[Yönergeler]
1 > Kül göleti haberine göre aşağıdaki soruları yanıtlayınız.
(a) Oluşan gölet kaç metrekarelik bir alanı kapsamaktadır?
(b) Köylüler suyun analizinin yapılması için hangi kuruma başvurmuştur?
(c) Santralın işletme müdürü ifadesini nerede vermiştir?
2 > Kül göleti haberinde "Hayvanlar düşük yapıyor" sözlerinin geçtiği yerden başlayınız ve "analizinin yapılmasını istedi." sözlerinden sonra bitirerek bu bölümü olduğu gibi yazınız.

[Verilen Metin]
####
Atık kül göleti korktuyor
Radikal Gazetesi'nden Rıfat Başaran'ın haberine göre, devreye girdiği günden bu yana hava kirliliğiyle birlikte anılan Yatağan Termik Santralı bu kez atık kül göleti nedeniyle bölge sakinlerini korkutuyor. Santralın atık küllerinin Kapubağ Köyü’nün hemen batısında, kuş uçuşu 500 metre mesafede bulunan vadide depolanması hava kirliliğinin yanı sıra, su kirliliğine de neden oldu. Santralda kullanılan atık suyun, ikinci kez tazyikli olarak külün vadiye yayılması için kullanılması kirliliği kat kat arttırırken, 30 yıldır kullanılan bu yöntem nedeniyle atık su göleti oluştu. Oluşan gölet 25 bin metrekarelik bir alanı kapsarken, bu alanın istimlak edilmediği belirtildi. Ayrıca defalarca mahkeme kararıyla kül depolama alanının ruhsatının iptal edilmesine rağmen halen ÇED raporu bulunmadığı kaydedildi.
Hayvanlar düşük yapıyor
Tarım ve hayvancılıkla uğraşan köylüler, göletten su içen keçi ve sığırların düşük yaptığını öne sürerken, geçirgen toprak yapısı nedeniyle bu suların köy içme suyuna da geçmesinden endişeli. Göl sularının giderek taşması nedeniyle vatandaşların tapulu arazilerinin de zaman zaman su altında kaldığını belirten köylüler, Tarım İl Müdürlüğü’ne başvurarak suyun analizinin yapılmasını istedi.
İki farklı rapor çıktı
Bunun üzerine yapılan tetkikler sonucu ziraat mühendisleri Gülcihan Bakan ve Süreyya Can imzalı raporda, 29.03.2012 ve 09.04.2012 tarihleri arasında gölet, kaynak suyu ve şehir suyundan numuneler alınarak incelemelerde bulunduğu, su ürünleri ve tarımsal açıdan ayrı ayrı analizinin yapıldığı kaydedildi. Raporda suyun su ürünleri ve tarıma uygun olmadığı vurgulandı. Raporda “Söz konusu kül göleti sularının tarım ve hayvancılık açısından uygun olmadığı, kaynak ve çeşme sularını da etkilemiş olabileceği kanaatine varılmış olup, içme suyu, çevre ve insan sağlığı açısından kurumumuz görüş vermeye yetkili değildir” denildi.
Köyün resmi içme suyu kuyusu içinden alınan numuneler üzerinden yapılan analizler sonucu da “Tarım ve hayvancılık için uygun değildir” sonucu çıktı. Bunun üzerine köylüler konuyu güvenlik güçlerine taşıdı. Santralın işletme müdürü Ali Değirmencioğlu, karakolda verdiği ifadede olayı kabul etmedi.
####
[Çıkarılan Kayıtlar]
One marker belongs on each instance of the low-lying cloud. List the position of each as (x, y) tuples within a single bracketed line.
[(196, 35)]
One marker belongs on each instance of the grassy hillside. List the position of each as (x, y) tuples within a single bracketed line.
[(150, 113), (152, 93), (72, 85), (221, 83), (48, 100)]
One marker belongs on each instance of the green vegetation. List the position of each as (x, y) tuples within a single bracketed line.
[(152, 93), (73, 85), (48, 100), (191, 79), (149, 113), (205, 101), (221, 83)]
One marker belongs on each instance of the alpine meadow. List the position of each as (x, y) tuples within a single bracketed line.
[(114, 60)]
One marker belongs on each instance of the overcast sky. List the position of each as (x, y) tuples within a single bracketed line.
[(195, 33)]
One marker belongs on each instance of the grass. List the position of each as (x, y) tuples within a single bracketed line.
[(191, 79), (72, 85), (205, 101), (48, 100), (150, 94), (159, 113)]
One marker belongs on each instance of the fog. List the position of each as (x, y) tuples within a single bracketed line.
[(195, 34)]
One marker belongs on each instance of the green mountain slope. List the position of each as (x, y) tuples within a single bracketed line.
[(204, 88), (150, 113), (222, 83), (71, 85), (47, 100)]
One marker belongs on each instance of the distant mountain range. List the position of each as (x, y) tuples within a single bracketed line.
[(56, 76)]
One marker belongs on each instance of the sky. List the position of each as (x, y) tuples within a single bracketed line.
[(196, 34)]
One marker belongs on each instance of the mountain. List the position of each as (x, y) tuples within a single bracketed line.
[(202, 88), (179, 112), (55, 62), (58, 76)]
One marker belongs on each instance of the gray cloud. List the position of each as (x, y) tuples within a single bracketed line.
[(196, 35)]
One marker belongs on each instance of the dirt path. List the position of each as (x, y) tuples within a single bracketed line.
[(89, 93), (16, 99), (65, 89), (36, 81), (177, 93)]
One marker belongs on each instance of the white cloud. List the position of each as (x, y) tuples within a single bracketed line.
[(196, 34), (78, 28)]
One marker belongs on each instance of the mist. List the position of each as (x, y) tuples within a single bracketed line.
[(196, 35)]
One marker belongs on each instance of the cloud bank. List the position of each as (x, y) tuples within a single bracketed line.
####
[Görevlere Göre Sonuçlar]
1 >
(a) 25 bin metrekarelik bir alanı kapsamaktadır.
(b) Tarım İl Müdürlüğü'ne başvurmuştur.
(c) Karakolda vermiştir.

2 >
Hayvanlar düşük yapıyor
Tarım ve hayvancılıkla uğraşan köylüler, göletten su içen keçi ve sığırların düşük yaptığını öne sürerken, geçirgen toprak yapısı nedeniyle bu suların köy içme suyuna da geçmesinden endişeli. Göl sularının giderek taşması nedeniyle vatandaşların tapulu arazilerinin de zaman zaman su altında kaldığını belirten köylüler, Tarım İl Müdürlüğü’ne başvurarak suyun analizinin yapılmasını istedi.